● EXCERPT:
● ● ● ● ● ● ●

Personal information
- Born: September 30, 1992 (age 33) Memphis, Tennessee, U.S.
- Listed height: 6 ft 4 in (1.93 m)
- Listed weight: 220 lb (100 kg)

Career information
- High school: Sheffield (Memphis, Tennessee)
- College: Memphis (2010–2014)
- NBA draft: 2014: undrafted
- Playing career: 2014–present

Career history
- 2014–2015: Canton Charge
- 2015–2016: Rouen Métropole Basket
- 2016: Canton Charge
- 2016: Iowa Energy
- 2017–2019: Beirut Club
- 2019: Homenetmen
- 2020–2021: Club Africain
- 2021: Ezzahra Sports
- 2021: US Monastir
- 2022: SLAC
- 2022: Al Wahda Damascus
- 2022: Patriots
- 2023: AS Douanes
- 2023: Beirut Club
- 2023: AS Salé
- 2023: Al Ahly Benghazi
- 2023: Al Ittihad Alexandria
- 2024: US Monastir
- 2024–2025: Urunani
- 2025–present: Paisas

Career highlights
- 2× All-BAL First Team (2023, 2024); BAL assists leader (2024); Conference USA Sixth Man of the Year (2013); Third-team All-Conference USA (2012);
- Stats at Basketball Reference

= Chris Crawford (basketball, born 1992) =

American professional basketball player

Marcus Christopher Crawford (born September 30, 1992) is an American professional basketball player for Paisas of the Baloncesto Profesional Colombiano. He played college basketball for the University of Memphis, and has had an extensive career with teams in Europe, Africa, and South America. He is a two-time All-BAL First Team selection.

==College career==
Crawford played four years of college basketball for the Memphis Tigers. After two irregular initial seasons, he had a breakout season as a junior in 2012–13, posting career highs in points, rebounds, three-point field goals made (71), and three-point percentage (39.9), and earning Conference USA Sixth Man of the Year honors.

==Professional career==

=== 2014–15 season: Rookie season in the NBA D-League ===
After going undrafted in the 2014 NBA draft, Crawford joined the Houston Rockets for the 2014 NBA Summer League. On September 28, 2014, he signed with the Cleveland Cavaliers. However, he was later waived by the Cavaliers on October 19 after appearing in five preseason games. On November 2, he was acquired by the Canton Charge of the NBA Development League as an affiliate player of the Cavaliers. In his rookie season, Crawford helped the Charge record a franchise-best 31 wins. He went on to help his team win their first round playoff match-up against the Sioux Falls Skyforce 2–1, making it through to the semi-finals where they lost to the Fort Wayne Mad Ants 2–0. In 54 games for the Charge in 2014–15, Crawford averaged 8.8 points, 3.9 rebounds, 3.4 assists and 1.0 steals per game.

=== 2015–16 season: France and D-League ===
On July 28, 2015, Crawford signed with SPO Rouen Basket of France for the 2015–16 LNB Pro A season. On January 4, 2016, he was released by Rouen. In 14 games for the club, he averaged 5.5 points, 2.1 rebounds and 1.9 assists per game.

● ● ● ● ● ● ●

● CHECK YOUR UNDERSTANDING:
a. Answer these questions about the Chris Crawford article:
(i) Which high school did Crawford attend?
(ii) Which NBA team signed him on September 28, 2014?
(iii) In how many games did he play for Rouen?
b. Write what comes next in the Chris Crawford article, beginning after its last sentence.

(Point localization records)
● ● ● ● ● ● ●

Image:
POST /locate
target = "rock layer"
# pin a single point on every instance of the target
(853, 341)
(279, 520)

● ● ● ● ● ● ●

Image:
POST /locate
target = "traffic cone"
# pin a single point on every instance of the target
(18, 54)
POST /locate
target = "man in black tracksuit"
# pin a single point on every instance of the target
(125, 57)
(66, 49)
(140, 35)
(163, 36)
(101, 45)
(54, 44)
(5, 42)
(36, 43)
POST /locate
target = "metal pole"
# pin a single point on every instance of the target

● ● ● ● ● ● ●

● EXERCISE RESPONSES:
a.
(i) Sheffield, in Memphis, Tennessee
(ii) The Cleveland Cavaliers
(iii) 14

b.
On February 24, 2016, Crawford was reacquired by the Canton Charge. He made his season debut that night in a 119–109 win over the Grand Rapids Drive, recording 11 points, two rebounds and nine assists in 26 minutes.

=== 2016–17 season: NBA D-League ===
On September 23, 2016, Crawford signed with the Memphis Grizzlies. However, he was later waived by the Grizzlies on October 20 after appearing in four preseason games. On November 1, he was reacquired by the Canton Charge. Ten days later, he was waived by the Canton Charge. On November 28, he was acquired by the Iowa Energy, but was waived on December 12 after averaging 7.3 points, 1.0 rebounds and 3.7 assists in three games.

=== 2017–18 and 2018–19 seasons: Beirut Club ===
During summer 2017, Crawford signed a one-year deal with Beirut Club of the Lebanese Basketball League. During that season he led his team to the league's Final Four. He averaged 18.6 points, 7.3 rebounds, and 6.3 assists per game.

On August 29, 2018, Crawford signed another one-year deal with Beirut Club.

=== 2020–21 season: Tunisia ===
In January 2020, Crawford signed in Tunisia with US Monastir of the Basketball Africa League (BAL). However, the season was cancelled shortly after his signing due to the COVID-19 pandemic outbreak. Later, he joined Club Africain in Tunisia instead. On March 21, 2021, he signed with Ezzahra Sports.

=== 2021–22 season: Guinea, Syria and Rwanda ===
In March 2022, Crawford joined the Guinean club SLAC before the 2022 season of the BAL. On March 5, he scored 30 points in a 70–85 opening night win against DUC. He helped SLAC advance to the playoffs after leading the team in both points and assist with 21.4 points and 4.8 assists per game.

On May 17, 2022, Crawford joined Al Wahda Damascus of the Syrian Basketball League.

On August 23, 2022, he joined Patriots BBC of the Rwanda Basketball League ahead of the playoffs. On August 26, Crawford scored 8 points in his debut in a 91–45 win against Tigers BBC. The Patriots ended up losing the league finals to REG, therefore finishing second.

=== 2022–23 season: Senegal and Lebanon ===
In January 2023, Crawford signed with Senegalese champions AS Douanes with whom he played in his third consecutive BAL season. He helped the Douanes surprisingly reach the 2023 BAL Final, where the Douanes lost to Al Ahly from Egypt. He was given a place in the All-BAL First Team after his averages 19.0 points and 5.5 rebounds over the season.

Later that year, in June, Crawford returned to Beirut Club in Lebanon to help the team in the Final Eight of the FIBA West Asia Super League.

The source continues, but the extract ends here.